• Stored records
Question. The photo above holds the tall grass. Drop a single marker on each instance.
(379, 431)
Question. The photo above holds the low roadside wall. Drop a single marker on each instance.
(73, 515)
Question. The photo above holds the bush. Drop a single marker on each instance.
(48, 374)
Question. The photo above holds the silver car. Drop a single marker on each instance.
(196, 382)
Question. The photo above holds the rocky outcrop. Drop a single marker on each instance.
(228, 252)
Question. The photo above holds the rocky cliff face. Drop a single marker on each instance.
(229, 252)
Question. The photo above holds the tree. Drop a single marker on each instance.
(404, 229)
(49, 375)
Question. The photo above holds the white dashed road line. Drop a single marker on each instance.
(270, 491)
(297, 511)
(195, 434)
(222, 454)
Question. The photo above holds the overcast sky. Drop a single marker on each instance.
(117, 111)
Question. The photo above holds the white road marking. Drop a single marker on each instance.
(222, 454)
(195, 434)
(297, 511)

• What to do
Lay out every line of the listing above as a numbered list, skipping any blank lines.

• Solved exercise
1. Question. The photo above holds the tall grass. Drop a single marker on each instance.
2. (379, 431)
3. Question. The photo above holds the low roadside wall. Drop a single marker on each instance.
4. (73, 515)
5. Question. The photo above holds the bush. Drop a single marker on each instance.
6. (48, 374)
7. Question. The photo above holds the silver car. Drop a single marker on each instance.
8. (196, 382)
9. Question. The photo above holds the rocky outcrop. Drop a single marker on each instance.
10. (228, 252)
11. Question. The photo above holds the rocky cliff face. Drop a single marker on each instance.
12. (229, 252)
13. Question. The photo above holds the tree. Drop a single marker on each instance.
14. (404, 229)
15. (49, 375)
16. Question. The photo above holds the white dashed road line. Drop a single marker on each instance.
17. (270, 491)
18. (297, 511)
19. (195, 434)
20. (222, 454)
21. Question. The photo above holds the overcast sky. Drop a single marker on each instance.
22. (117, 111)
23. Question. The photo above holds the white road marking. Drop a single marker on each instance.
24. (222, 454)
25. (195, 434)
26. (297, 511)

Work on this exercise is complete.